Please rewrite everything from the start of the material down to the line containing "[0, 1, 800, 447]", both included, with only those lines and no pictures. Scale each bounding-box coordinate in the answers by 1.7 and round to whole numbers, with halves going up, while the numbers in the requests and their format samples stay unchanged.

++++ Entries shown

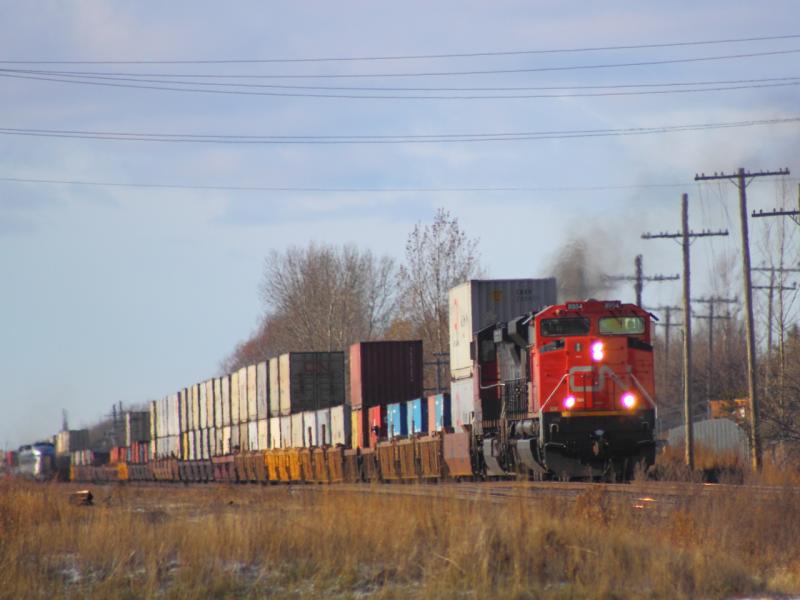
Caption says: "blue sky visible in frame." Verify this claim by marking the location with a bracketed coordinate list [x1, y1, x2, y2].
[0, 1, 800, 447]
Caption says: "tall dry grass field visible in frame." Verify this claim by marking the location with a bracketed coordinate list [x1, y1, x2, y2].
[0, 482, 800, 600]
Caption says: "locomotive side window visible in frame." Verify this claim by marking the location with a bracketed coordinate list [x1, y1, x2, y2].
[542, 317, 589, 337]
[599, 317, 644, 335]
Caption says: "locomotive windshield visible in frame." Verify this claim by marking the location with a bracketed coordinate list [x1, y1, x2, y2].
[542, 317, 589, 337]
[599, 317, 644, 335]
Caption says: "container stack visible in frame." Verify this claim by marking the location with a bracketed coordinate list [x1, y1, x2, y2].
[449, 278, 556, 432]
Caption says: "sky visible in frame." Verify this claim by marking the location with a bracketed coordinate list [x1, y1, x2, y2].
[0, 0, 800, 448]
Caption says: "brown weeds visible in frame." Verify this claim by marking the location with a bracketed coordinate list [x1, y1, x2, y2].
[0, 482, 800, 600]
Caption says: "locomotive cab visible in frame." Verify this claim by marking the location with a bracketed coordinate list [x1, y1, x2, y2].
[530, 300, 656, 477]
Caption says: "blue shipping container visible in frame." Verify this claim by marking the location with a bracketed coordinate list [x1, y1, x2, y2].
[428, 394, 453, 432]
[406, 398, 428, 435]
[386, 402, 408, 439]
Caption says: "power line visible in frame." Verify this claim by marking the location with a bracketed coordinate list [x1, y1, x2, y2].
[0, 69, 800, 100]
[2, 48, 800, 79]
[0, 116, 800, 145]
[0, 177, 687, 193]
[0, 34, 800, 65]
[7, 68, 800, 92]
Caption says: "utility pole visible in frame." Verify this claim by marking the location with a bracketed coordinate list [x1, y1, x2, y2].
[753, 266, 800, 394]
[646, 306, 683, 390]
[605, 254, 680, 306]
[694, 168, 789, 471]
[692, 296, 739, 418]
[642, 194, 728, 469]
[753, 183, 800, 225]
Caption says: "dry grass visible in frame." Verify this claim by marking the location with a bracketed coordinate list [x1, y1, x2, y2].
[0, 482, 800, 600]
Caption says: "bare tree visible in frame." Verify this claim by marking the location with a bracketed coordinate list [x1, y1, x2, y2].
[394, 208, 480, 390]
[221, 243, 397, 371]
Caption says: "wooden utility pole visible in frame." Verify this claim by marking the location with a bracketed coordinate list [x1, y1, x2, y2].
[692, 296, 739, 418]
[753, 183, 800, 225]
[753, 267, 800, 394]
[605, 254, 680, 306]
[642, 194, 728, 469]
[694, 168, 789, 471]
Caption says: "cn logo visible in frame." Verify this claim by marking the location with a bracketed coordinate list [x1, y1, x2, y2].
[569, 365, 630, 392]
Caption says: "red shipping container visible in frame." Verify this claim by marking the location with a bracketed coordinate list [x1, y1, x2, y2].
[369, 406, 387, 448]
[348, 340, 422, 409]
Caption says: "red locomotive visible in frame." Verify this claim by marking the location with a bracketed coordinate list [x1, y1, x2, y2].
[473, 300, 656, 478]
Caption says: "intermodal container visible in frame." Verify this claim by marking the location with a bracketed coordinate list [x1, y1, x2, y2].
[448, 278, 557, 379]
[206, 379, 216, 429]
[247, 421, 261, 450]
[450, 377, 480, 433]
[269, 357, 281, 417]
[197, 381, 208, 429]
[256, 362, 269, 420]
[406, 398, 428, 435]
[231, 371, 240, 426]
[278, 415, 294, 448]
[179, 388, 189, 437]
[239, 423, 250, 452]
[220, 375, 231, 427]
[427, 394, 452, 433]
[330, 404, 352, 446]
[256, 419, 269, 450]
[350, 407, 368, 449]
[247, 365, 258, 422]
[367, 406, 389, 448]
[269, 417, 281, 449]
[231, 424, 242, 454]
[386, 402, 408, 439]
[213, 377, 222, 429]
[287, 413, 306, 448]
[316, 408, 332, 446]
[348, 340, 423, 408]
[279, 352, 345, 415]
[239, 367, 247, 423]
[222, 425, 233, 456]
[124, 410, 150, 446]
[303, 410, 319, 448]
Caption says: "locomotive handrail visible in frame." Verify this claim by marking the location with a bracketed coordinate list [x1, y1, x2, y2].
[629, 373, 658, 414]
[539, 373, 568, 411]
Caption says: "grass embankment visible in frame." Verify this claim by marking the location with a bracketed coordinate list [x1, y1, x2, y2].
[0, 482, 800, 600]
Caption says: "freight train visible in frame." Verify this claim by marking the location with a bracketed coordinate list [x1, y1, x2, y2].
[65, 279, 656, 482]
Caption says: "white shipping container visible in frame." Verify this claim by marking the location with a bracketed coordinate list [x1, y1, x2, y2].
[450, 377, 480, 433]
[247, 421, 261, 451]
[288, 413, 305, 448]
[231, 371, 239, 426]
[257, 419, 269, 450]
[256, 362, 269, 420]
[206, 379, 216, 429]
[302, 410, 319, 448]
[247, 365, 258, 422]
[197, 381, 208, 429]
[239, 367, 248, 423]
[150, 400, 158, 440]
[220, 375, 231, 427]
[269, 417, 282, 449]
[222, 425, 231, 455]
[330, 404, 352, 446]
[167, 393, 181, 437]
[315, 408, 331, 446]
[449, 278, 557, 379]
[269, 357, 281, 417]
[178, 388, 189, 432]
[278, 354, 292, 416]
[214, 377, 222, 429]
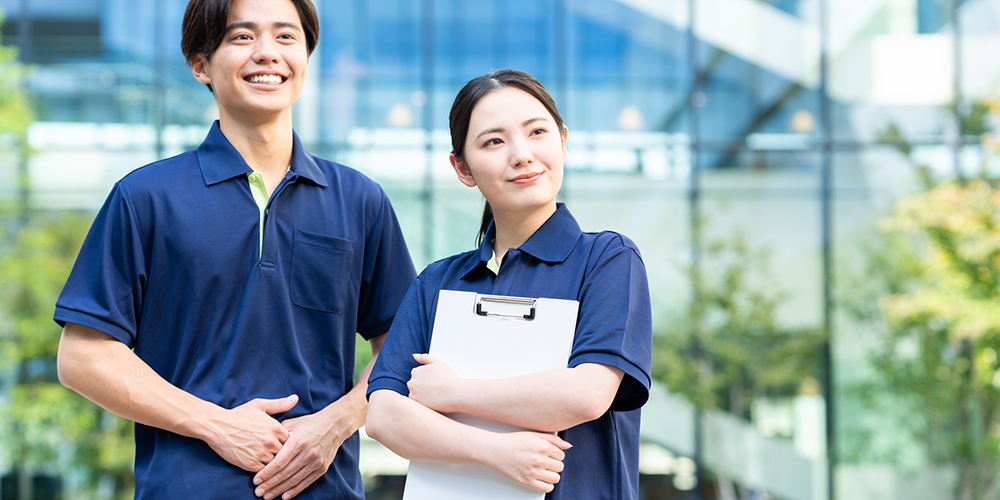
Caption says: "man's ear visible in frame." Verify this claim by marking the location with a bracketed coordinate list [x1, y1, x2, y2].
[448, 153, 476, 187]
[190, 54, 212, 85]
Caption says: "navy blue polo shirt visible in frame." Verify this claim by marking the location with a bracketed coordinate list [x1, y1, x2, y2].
[55, 122, 416, 500]
[368, 204, 652, 500]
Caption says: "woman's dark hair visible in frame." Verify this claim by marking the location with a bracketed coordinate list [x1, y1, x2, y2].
[448, 69, 566, 245]
[181, 0, 319, 92]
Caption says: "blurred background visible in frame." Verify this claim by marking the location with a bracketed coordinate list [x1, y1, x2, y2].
[0, 0, 1000, 500]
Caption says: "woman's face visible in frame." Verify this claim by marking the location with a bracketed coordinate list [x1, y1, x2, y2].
[451, 87, 566, 220]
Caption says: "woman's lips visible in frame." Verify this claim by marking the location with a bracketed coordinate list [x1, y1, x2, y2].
[510, 172, 542, 184]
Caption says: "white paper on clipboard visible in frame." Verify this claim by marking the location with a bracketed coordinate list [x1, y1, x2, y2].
[403, 290, 580, 500]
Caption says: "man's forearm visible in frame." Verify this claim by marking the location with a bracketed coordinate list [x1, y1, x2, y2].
[57, 323, 221, 440]
[58, 323, 298, 472]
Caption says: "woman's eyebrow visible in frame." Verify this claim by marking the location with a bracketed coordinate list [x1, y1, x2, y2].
[476, 116, 546, 140]
[476, 127, 507, 140]
[226, 21, 302, 33]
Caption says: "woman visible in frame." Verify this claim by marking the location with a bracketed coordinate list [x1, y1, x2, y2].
[367, 70, 651, 499]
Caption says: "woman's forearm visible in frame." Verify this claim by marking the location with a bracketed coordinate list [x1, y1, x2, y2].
[408, 355, 623, 432]
[365, 390, 571, 492]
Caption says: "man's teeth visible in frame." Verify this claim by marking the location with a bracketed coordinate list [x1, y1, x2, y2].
[250, 75, 282, 85]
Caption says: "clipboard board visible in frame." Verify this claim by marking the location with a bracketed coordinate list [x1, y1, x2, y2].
[403, 290, 580, 500]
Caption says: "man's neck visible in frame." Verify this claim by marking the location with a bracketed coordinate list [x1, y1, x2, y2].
[219, 110, 292, 179]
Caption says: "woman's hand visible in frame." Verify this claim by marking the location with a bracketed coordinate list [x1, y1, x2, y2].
[487, 432, 573, 493]
[406, 354, 462, 413]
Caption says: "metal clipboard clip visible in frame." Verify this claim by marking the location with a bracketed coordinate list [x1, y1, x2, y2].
[476, 295, 538, 321]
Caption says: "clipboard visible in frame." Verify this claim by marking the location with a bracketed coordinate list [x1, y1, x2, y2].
[403, 290, 580, 500]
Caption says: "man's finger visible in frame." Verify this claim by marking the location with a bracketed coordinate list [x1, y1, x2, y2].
[259, 394, 299, 415]
[272, 470, 323, 500]
[255, 461, 315, 498]
[253, 440, 297, 486]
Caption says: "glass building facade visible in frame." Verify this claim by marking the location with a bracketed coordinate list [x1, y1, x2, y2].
[0, 0, 1000, 500]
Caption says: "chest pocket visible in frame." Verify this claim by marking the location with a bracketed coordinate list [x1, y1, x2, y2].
[288, 231, 358, 314]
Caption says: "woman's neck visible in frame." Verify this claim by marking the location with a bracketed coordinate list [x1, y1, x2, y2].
[493, 201, 556, 264]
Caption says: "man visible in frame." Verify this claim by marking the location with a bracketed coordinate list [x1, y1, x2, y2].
[55, 0, 415, 500]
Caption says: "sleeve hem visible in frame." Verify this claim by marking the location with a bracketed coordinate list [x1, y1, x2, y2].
[53, 306, 132, 348]
[365, 377, 410, 398]
[569, 352, 650, 411]
[358, 316, 395, 340]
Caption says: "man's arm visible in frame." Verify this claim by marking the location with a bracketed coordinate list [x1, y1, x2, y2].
[253, 333, 386, 500]
[57, 323, 298, 472]
[406, 354, 624, 432]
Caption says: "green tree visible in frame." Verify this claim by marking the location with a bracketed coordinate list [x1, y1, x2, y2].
[855, 178, 1000, 500]
[0, 15, 133, 498]
[653, 230, 823, 419]
[653, 227, 824, 498]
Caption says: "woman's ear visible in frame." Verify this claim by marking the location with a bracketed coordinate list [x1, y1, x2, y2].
[191, 54, 212, 85]
[448, 153, 476, 187]
[562, 124, 569, 164]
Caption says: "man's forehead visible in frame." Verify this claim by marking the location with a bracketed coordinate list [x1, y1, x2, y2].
[226, 0, 302, 31]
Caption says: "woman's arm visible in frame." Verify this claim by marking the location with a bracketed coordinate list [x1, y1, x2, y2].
[365, 389, 571, 493]
[406, 354, 624, 432]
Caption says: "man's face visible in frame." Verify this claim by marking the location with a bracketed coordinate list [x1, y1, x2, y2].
[191, 0, 309, 121]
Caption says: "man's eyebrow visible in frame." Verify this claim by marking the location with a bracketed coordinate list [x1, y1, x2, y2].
[226, 21, 302, 33]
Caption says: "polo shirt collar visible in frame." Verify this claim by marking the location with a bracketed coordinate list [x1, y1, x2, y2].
[196, 120, 327, 187]
[462, 203, 583, 277]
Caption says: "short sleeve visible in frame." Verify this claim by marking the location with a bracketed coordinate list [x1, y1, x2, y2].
[569, 233, 653, 411]
[53, 182, 147, 347]
[368, 278, 433, 396]
[358, 189, 417, 339]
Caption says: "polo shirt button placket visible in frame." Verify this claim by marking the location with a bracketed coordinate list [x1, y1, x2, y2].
[260, 179, 288, 268]
[493, 248, 518, 295]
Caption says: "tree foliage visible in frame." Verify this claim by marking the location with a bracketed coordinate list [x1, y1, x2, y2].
[653, 230, 823, 418]
[860, 178, 1000, 499]
[0, 15, 133, 498]
[845, 101, 1000, 500]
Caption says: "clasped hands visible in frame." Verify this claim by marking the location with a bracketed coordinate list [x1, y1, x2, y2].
[406, 354, 572, 493]
[207, 394, 353, 500]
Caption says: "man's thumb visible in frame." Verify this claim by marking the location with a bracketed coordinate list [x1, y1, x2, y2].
[261, 394, 299, 415]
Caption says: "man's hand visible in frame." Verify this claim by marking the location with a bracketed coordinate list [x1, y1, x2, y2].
[489, 432, 573, 493]
[253, 407, 354, 500]
[406, 354, 461, 413]
[206, 394, 299, 472]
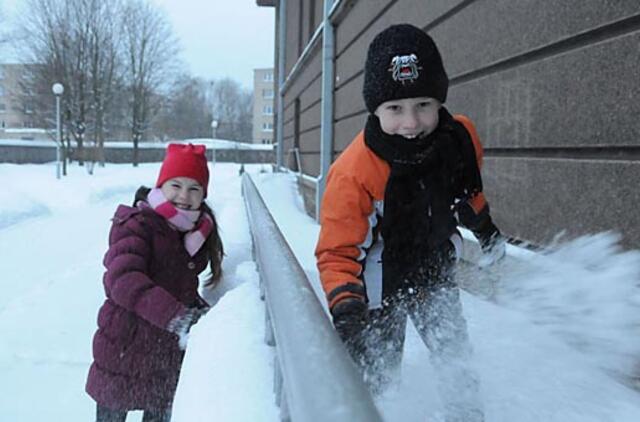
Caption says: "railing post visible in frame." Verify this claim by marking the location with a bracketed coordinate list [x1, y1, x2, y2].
[242, 173, 382, 422]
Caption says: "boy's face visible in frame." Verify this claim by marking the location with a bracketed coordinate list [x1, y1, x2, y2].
[375, 97, 441, 139]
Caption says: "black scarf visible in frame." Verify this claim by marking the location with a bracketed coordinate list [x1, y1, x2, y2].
[364, 107, 482, 288]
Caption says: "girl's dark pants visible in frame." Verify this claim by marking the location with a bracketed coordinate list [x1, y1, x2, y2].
[96, 405, 171, 422]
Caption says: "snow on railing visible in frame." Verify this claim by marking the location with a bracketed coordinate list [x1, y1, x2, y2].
[242, 173, 382, 422]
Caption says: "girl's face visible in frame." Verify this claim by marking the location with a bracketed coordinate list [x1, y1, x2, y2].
[160, 177, 204, 210]
[375, 97, 441, 139]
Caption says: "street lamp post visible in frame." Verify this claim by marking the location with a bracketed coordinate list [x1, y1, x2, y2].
[211, 119, 218, 164]
[51, 82, 64, 179]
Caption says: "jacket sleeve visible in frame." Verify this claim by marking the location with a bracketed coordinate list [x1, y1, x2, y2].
[315, 167, 373, 309]
[104, 213, 186, 329]
[455, 114, 489, 223]
[455, 115, 500, 242]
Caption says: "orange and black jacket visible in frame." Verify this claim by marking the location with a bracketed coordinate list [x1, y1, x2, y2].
[315, 115, 487, 309]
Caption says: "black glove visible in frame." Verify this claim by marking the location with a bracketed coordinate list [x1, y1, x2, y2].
[331, 297, 368, 343]
[167, 307, 209, 336]
[458, 203, 506, 268]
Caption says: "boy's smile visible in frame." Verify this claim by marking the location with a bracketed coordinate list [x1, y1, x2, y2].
[375, 97, 441, 139]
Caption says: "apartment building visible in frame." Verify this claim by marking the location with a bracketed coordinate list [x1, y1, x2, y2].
[253, 68, 275, 144]
[0, 64, 47, 139]
[257, 0, 640, 248]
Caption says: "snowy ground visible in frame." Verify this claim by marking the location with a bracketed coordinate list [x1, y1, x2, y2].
[0, 160, 640, 422]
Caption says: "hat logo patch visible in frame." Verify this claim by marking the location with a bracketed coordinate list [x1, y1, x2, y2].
[389, 54, 422, 84]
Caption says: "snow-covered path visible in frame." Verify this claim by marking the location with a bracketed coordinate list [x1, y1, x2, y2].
[0, 164, 640, 422]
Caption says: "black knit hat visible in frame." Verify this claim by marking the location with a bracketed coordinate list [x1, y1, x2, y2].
[363, 24, 449, 113]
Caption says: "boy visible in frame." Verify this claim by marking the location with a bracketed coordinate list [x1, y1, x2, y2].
[316, 25, 504, 422]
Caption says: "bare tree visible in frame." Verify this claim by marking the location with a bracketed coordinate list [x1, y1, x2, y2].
[20, 0, 120, 171]
[153, 74, 211, 139]
[210, 78, 253, 141]
[122, 0, 178, 166]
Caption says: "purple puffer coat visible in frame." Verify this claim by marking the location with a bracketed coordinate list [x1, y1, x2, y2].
[86, 205, 208, 410]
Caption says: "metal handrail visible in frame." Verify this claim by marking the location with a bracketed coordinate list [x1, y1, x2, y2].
[242, 173, 382, 422]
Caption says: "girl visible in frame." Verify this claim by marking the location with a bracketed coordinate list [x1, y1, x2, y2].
[86, 144, 223, 422]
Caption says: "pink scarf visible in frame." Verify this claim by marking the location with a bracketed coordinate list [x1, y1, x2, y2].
[138, 188, 213, 256]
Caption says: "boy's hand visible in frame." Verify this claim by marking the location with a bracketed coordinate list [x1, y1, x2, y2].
[331, 297, 368, 342]
[478, 229, 507, 268]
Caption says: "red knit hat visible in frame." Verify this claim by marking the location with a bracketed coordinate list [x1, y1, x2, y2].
[156, 144, 209, 198]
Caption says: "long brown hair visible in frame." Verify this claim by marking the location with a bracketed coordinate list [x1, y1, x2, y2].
[133, 186, 224, 286]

++++++++

#### Exercise result
Caption says: "blue sky visible in frame." Verify this claim by marking the location with a bracketed coordinate list [x1, y1, x2, y2].
[0, 2, 1360, 760]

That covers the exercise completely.